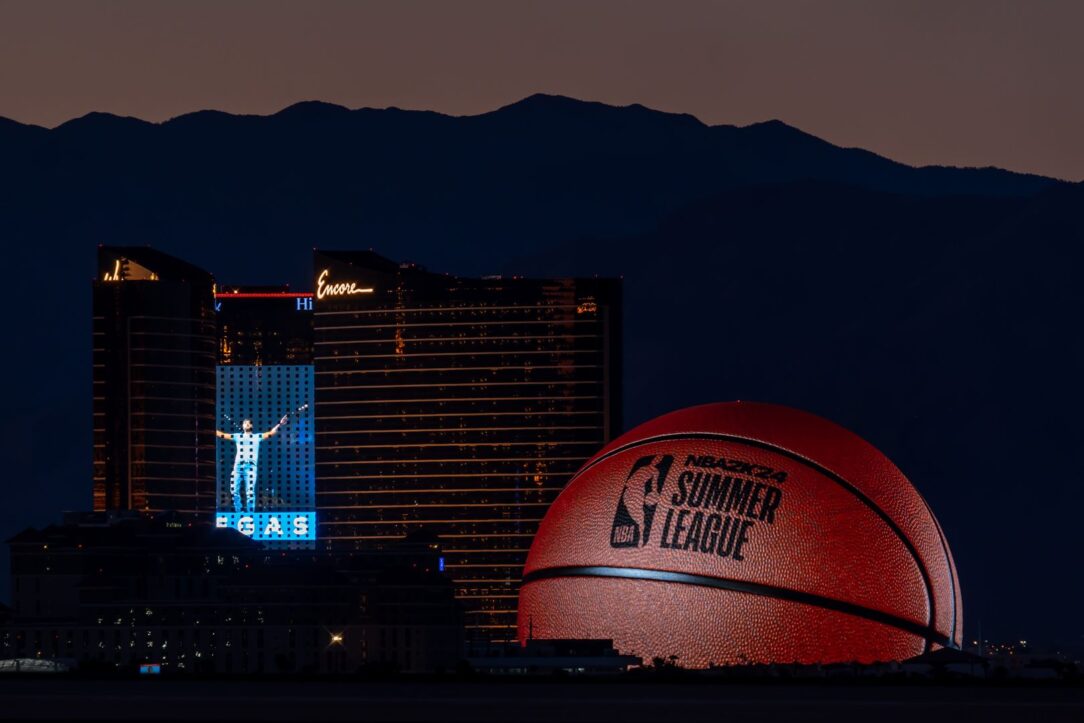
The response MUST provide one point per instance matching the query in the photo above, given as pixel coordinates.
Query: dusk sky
(971, 82)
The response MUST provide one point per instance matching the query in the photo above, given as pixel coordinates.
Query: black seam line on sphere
(801, 460)
(949, 567)
(927, 633)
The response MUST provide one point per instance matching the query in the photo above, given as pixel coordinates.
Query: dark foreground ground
(550, 701)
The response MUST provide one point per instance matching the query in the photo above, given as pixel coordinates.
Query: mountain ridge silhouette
(929, 309)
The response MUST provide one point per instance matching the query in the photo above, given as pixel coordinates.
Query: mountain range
(932, 310)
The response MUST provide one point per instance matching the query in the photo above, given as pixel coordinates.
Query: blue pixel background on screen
(266, 473)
================
• **STATED TASK**
Copy out the text of every entry above word for word, leaving out the pictures.

• **TASK ANSWER**
The response MUST provide one point per instance matching the query in the photo above, given as pixel coordinates.
Query: dusk sky
(971, 82)
The response MUST provide one point per instance matching the query in the photo above, given as pixel coordinates.
Query: black seam line on sphere
(801, 460)
(949, 567)
(927, 633)
The response MUST provide one point per instance matching the query in the photo above, given as pixel coordinates.
Query: dark foreground ground
(550, 701)
The response MUST provide one point per instance matching the query in the photo above, given as pixel coordinates.
Query: mountain ridge silhouette
(929, 309)
The response MUST provide one point per instance matching the query in the photo above, given as pixel coordinates.
Query: mountain range
(932, 310)
The response MUST provide one point per instance matching the query in the photo above, given as pixel coordinates.
Query: blue pixel background on screen
(266, 473)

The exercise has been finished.